Aim of the exercise: Output, word for word, every line from the line with "Please indicate the packed" through the final line of the data below.
* START Entries provided *
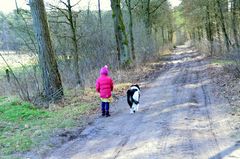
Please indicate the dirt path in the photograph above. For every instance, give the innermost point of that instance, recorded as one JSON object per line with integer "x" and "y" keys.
{"x": 179, "y": 118}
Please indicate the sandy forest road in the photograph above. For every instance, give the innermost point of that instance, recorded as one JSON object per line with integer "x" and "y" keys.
{"x": 179, "y": 118}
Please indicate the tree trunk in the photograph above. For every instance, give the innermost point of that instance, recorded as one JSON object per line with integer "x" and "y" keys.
{"x": 120, "y": 34}
{"x": 234, "y": 23}
{"x": 128, "y": 2}
{"x": 209, "y": 29}
{"x": 51, "y": 78}
{"x": 75, "y": 45}
{"x": 148, "y": 20}
{"x": 222, "y": 20}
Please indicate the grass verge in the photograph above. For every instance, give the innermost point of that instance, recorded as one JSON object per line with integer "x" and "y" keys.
{"x": 23, "y": 127}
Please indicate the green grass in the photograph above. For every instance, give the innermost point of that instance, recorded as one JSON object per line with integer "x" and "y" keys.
{"x": 23, "y": 127}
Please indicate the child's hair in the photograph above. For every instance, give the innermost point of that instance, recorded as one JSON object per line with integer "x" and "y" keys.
{"x": 104, "y": 70}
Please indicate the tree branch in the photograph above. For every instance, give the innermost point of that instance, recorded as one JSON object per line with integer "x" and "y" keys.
{"x": 158, "y": 6}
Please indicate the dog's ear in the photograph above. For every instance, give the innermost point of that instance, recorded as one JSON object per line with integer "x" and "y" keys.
{"x": 137, "y": 86}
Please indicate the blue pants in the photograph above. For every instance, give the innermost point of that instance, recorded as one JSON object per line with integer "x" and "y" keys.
{"x": 105, "y": 106}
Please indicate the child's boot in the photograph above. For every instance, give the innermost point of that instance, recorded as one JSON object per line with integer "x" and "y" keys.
{"x": 103, "y": 113}
{"x": 107, "y": 114}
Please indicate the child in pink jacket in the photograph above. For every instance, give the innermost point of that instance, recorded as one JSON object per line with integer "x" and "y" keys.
{"x": 104, "y": 85}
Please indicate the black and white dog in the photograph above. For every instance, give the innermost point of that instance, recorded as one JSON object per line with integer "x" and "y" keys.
{"x": 133, "y": 97}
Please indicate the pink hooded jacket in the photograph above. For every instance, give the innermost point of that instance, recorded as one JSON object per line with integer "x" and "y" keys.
{"x": 104, "y": 84}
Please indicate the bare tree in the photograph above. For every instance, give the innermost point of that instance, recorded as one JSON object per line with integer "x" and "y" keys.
{"x": 120, "y": 34}
{"x": 71, "y": 21}
{"x": 51, "y": 78}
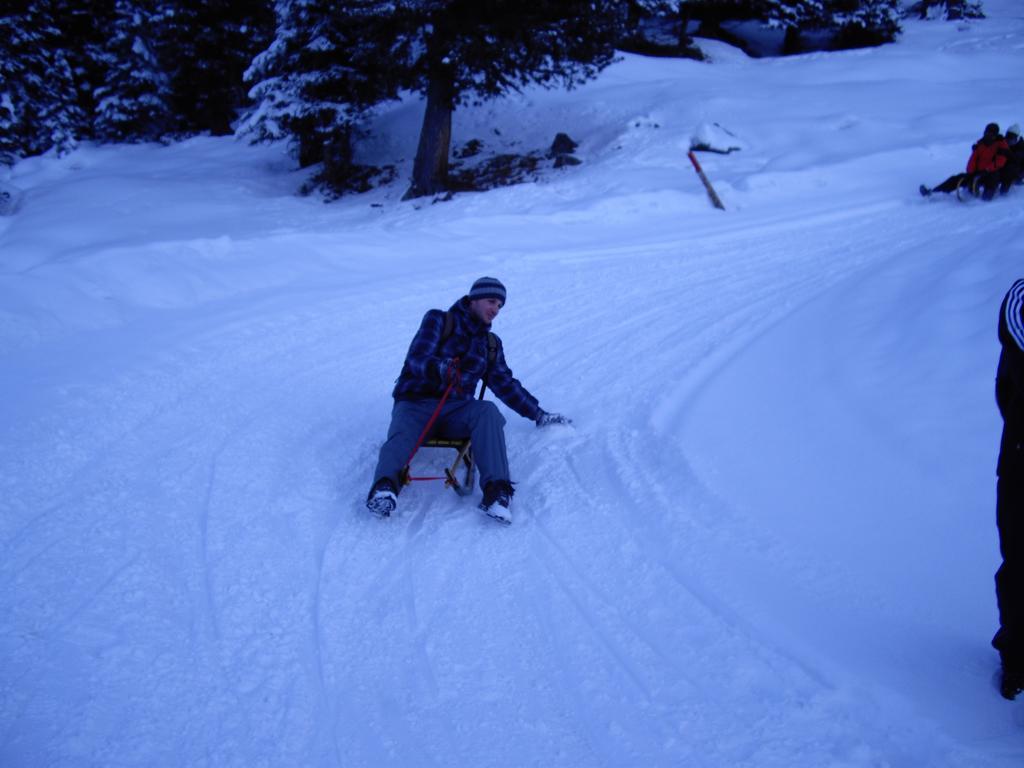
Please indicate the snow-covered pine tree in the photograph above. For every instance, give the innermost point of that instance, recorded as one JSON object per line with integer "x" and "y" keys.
{"x": 794, "y": 16}
{"x": 862, "y": 23}
{"x": 133, "y": 102}
{"x": 328, "y": 64}
{"x": 206, "y": 47}
{"x": 949, "y": 9}
{"x": 477, "y": 49}
{"x": 855, "y": 23}
{"x": 39, "y": 109}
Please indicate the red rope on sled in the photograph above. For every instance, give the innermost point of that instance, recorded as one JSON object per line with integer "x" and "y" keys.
{"x": 454, "y": 376}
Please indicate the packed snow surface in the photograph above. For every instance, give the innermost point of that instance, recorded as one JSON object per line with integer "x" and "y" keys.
{"x": 767, "y": 540}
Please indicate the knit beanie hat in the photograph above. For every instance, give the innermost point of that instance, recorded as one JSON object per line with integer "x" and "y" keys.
{"x": 487, "y": 288}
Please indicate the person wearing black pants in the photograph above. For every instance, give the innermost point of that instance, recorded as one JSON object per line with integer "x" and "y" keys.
{"x": 1009, "y": 639}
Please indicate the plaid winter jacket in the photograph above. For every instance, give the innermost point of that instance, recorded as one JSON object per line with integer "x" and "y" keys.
{"x": 421, "y": 379}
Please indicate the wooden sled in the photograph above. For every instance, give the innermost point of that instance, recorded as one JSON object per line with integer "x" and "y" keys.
{"x": 460, "y": 476}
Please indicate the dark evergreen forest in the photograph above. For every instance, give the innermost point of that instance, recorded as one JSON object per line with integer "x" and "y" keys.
{"x": 310, "y": 72}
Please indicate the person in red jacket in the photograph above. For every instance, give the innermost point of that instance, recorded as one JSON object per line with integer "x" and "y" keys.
{"x": 988, "y": 157}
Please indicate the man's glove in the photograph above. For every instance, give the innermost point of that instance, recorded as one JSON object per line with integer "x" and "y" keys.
{"x": 545, "y": 419}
* END Entries provided *
Problem solution:
Please indicate the packed snow surface in the photograph above. For every instance, give the innermost point of that instance, recorded as one JSON object per line with integer "x" and "y" keys.
{"x": 767, "y": 540}
Please indicate the knit beanie hat in the photograph above. For every instance, give the innermost point of that instance, recorded as one JSON object per line with integer "x" and "y" keys.
{"x": 487, "y": 288}
Please indicate the person wearing black pants in the photograph above. For every instance, give the innermost point of that instance, recorded as one JSON object per line with integer "x" and "y" keys.
{"x": 1009, "y": 639}
Please indicate the plaid winter jacket in the photograph above. For every instance, give the innermost point of that instance, recorded as one JSON object per line with integer "x" and "y" keys.
{"x": 421, "y": 379}
Please indicate the wooden sled in the photograph above. For every instance, give the innermost point of that instance, recorded as one JSON object per line with integer "x" and "y" keys.
{"x": 460, "y": 476}
Please indicate the dark evergreen forest in the photograph above. For every instance, give the innermost point of that instance, recorded as one JSON object per line with integer "x" and "y" keys.
{"x": 310, "y": 72}
Please indicate the person in red jacket in the photograph above. For every instance, give the innermost point of that instance, recorded as one JSON object per line with integer "x" and "y" keys.
{"x": 988, "y": 157}
Please indicate the man's glove in the photograph above. For every instance, give the innermost point of that instance, recorded as one JSON object per line with integer "x" and "y" keys.
{"x": 545, "y": 419}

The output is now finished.